◆ TEXTO FORNECIDO
◆ ◆ ◆ ◆
Antes de optar por Luxemburgo, a Victoire Brasil Investimentos analisou outras praças. O gestor independente tinha um fundo de ações sediado em Cayman voltado para investidores institucionais europeus. “A crise não provocou resgates do fundo, mas os aplicadores não se dispuseram a colocar mais recursos”, observa Caminada. A saída foi estudar alternativas para sediar um fundo na Europa. Além de Luxemburgo, a Irlanda entrou no foco, porque é a segunda maior praça europeia de fundos de investimento (com aproximadamente € 987 bilhões em fundos domiciliados, ante os € 2 trilhões de Luxemburgo). As duas localidades têm exigências semelhantes, como a necessidade de divulgar as cotas pelo menos duas vezes por mês — ou, dependendo do produto, diariamente. As carteiras dos fundos não são reveladas para os investidores, pois são consideradas indicativas da estratégia do gestor. (Fica aqui o reconhecimento à transparência da regulamentação brasileira, que exige a divulgação diária das cotas e permite a consulta da carteira pelo cotista.)

Caminada conta que a constituição do fundo na Irlanda era mais rápida e barata, mas o país não é percebido de forma tão segura quanto Luxemburgo. Montar um fundo no grão–ducado demora pelo menos seis meses, enquanto na terra do escritor James Joyce e da cerveja Guiness, cerca de três meses. Descobrir o melhor caminho foi um processo caro, que consumiu tempo e dedicação da gestora. Além de gastar com advogados e com a contratação de prestadores de serviço, foi necessário aumentar o capital próprio. Mas o investimento fez sentido, porque 80% do R$ 1,3 bilhão gerido pela Victoire é de investidores estrangeiros — europeus, na maioria.

O fundo foi constituído como um UCITS, a estrutura mais conservadora, que pode receber aportes de investidores de varejo. Os UCITSs são proibidos de operar com alavancagem e têm regras rígidas de diversificação de carteira: nenhum papel pode representar mais que 10% do portfólio, e, somadas, as participações superiores a 5% não podem ultrapassar 40% do patrimônio. Grande parte dos UCITS é constituída como SICAV (Société d’investissement à capital variable) ou SICAF (Société d’investissement à capital fixe). O Victoire Brasil Select Fund, por exemplo, é uma SICAV.
◆ ◆ ◆ ◆
◆ LINHAS FORNECIDAS
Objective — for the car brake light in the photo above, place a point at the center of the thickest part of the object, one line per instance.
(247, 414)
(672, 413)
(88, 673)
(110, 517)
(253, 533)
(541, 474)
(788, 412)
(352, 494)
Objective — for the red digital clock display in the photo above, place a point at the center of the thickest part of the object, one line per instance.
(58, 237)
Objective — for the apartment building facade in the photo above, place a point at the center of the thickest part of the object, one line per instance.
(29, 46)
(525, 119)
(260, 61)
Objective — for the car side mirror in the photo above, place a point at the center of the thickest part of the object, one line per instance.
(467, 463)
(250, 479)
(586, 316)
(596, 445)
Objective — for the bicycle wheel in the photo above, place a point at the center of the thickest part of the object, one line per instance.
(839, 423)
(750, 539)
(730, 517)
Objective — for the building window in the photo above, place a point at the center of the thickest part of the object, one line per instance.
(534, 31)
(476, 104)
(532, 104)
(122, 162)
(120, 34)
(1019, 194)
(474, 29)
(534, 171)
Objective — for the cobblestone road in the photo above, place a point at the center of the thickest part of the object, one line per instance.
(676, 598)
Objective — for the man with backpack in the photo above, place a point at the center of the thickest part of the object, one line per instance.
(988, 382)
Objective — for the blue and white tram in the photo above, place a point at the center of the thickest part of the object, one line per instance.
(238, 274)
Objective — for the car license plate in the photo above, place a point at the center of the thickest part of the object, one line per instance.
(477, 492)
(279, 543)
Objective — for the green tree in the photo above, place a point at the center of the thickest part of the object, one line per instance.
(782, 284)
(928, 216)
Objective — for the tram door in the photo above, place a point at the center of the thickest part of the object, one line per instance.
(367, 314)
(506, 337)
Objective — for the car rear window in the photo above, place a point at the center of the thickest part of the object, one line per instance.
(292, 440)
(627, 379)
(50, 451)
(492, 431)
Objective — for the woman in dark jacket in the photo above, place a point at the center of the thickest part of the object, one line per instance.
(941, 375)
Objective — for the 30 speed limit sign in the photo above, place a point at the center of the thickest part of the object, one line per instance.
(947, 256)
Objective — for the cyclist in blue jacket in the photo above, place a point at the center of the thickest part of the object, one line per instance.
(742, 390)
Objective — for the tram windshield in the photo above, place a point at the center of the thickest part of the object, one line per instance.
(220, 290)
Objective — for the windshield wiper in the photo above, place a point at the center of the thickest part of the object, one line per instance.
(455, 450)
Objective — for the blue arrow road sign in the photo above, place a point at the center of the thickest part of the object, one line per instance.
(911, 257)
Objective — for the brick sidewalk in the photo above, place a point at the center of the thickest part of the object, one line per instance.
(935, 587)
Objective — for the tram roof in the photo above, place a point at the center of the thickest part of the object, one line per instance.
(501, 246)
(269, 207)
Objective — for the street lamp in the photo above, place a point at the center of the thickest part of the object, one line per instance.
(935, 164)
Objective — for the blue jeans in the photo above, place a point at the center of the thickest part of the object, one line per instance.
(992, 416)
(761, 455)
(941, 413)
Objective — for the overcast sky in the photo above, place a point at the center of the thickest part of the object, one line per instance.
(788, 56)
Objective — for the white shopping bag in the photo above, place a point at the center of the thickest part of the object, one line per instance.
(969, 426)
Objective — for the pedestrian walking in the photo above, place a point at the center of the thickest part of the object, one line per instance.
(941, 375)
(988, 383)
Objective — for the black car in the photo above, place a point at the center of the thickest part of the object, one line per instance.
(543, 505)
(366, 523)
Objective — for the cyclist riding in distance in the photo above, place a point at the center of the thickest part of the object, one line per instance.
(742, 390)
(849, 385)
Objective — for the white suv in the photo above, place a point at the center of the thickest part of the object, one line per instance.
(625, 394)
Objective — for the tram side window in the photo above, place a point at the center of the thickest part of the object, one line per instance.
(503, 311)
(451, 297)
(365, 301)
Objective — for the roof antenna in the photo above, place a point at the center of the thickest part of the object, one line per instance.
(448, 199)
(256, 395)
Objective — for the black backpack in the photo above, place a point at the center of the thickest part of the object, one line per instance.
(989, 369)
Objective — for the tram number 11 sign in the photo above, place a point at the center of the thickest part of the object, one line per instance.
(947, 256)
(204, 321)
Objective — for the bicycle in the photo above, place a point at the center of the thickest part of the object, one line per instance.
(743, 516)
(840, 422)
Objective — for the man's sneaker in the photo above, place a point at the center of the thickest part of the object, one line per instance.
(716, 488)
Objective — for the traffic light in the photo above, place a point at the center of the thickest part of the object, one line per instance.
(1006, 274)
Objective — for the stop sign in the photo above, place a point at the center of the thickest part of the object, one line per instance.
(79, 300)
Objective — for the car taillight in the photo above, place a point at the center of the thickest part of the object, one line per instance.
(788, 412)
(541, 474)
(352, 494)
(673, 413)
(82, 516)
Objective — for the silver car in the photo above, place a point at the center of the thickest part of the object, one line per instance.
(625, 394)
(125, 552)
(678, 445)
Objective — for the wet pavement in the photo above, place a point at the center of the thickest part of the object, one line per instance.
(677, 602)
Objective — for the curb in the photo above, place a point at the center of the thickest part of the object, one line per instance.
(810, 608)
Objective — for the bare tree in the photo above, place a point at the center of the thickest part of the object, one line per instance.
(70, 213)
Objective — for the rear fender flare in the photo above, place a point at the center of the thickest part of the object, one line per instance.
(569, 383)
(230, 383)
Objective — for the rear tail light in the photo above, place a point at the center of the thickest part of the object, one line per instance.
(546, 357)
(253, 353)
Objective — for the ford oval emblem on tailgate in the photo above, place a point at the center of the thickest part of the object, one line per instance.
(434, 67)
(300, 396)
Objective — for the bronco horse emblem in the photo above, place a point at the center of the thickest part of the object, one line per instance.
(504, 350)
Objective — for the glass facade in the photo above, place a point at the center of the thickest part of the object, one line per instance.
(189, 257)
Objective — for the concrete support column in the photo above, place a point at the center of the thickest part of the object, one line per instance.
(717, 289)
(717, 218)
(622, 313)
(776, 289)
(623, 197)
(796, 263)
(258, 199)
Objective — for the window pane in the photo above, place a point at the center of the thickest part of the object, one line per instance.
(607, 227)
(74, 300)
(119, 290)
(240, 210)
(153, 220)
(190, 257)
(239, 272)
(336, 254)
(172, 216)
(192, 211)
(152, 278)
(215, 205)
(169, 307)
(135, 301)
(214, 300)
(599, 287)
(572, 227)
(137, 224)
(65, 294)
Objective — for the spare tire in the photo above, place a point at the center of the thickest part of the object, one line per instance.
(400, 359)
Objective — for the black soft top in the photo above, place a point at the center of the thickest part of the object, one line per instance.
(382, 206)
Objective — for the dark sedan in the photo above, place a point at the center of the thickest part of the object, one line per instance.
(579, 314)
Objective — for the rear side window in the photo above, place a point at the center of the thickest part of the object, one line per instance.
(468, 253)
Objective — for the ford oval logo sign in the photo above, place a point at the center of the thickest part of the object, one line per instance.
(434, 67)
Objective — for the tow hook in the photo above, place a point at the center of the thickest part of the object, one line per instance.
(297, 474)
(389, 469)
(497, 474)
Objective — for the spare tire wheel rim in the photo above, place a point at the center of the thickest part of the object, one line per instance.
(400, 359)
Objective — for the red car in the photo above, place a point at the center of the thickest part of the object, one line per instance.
◆ ◆ ◆ ◆
◆ INSTRUÇÕES DO EXERCÍCIO
a – Reescreva o trecho do texto fornecido entre "O fundo foi" e "é uma SICAV.", inclusive, substituindo "alavancagem" por "endividamento".
b – Responda, com base no texto fornecido, às perguntas a seguir:
(i) Qual é o volume aproximado em fundos domiciliados na Irlanda?
(ii) Quanto tempo, no mínimo, leva a montagem de um fundo em Luxemburgo?
(iii) Que percentual do portfólio de um UCITS nenhum papel pode ultrapassar?

◆ RESULTADOS POR TAREFA
a –
O fundo foi constituído como um UCITS, a estrutura mais conservadora, que pode receber aportes de investidores de varejo. Os UCITSs são proibidos de operar com endividamento e têm regras rígidas de diversificação de carteira: nenhum papel pode representar mais que 10% do portfólio, e, somadas, as participações superiores a 5% não podem ultrapassar 40% do patrimônio. Grande parte dos UCITS é constituída como SICAV (Société d’investissement à capital variable) ou SICAF (Société d’investissement à capital fixe). O Victoire Brasil Select Fund, por exemplo, é uma SICAV.

b –
(i) Aproximadamente € 987 bilhões.
(ii) Pelo menos seis meses.
(iii) 10%.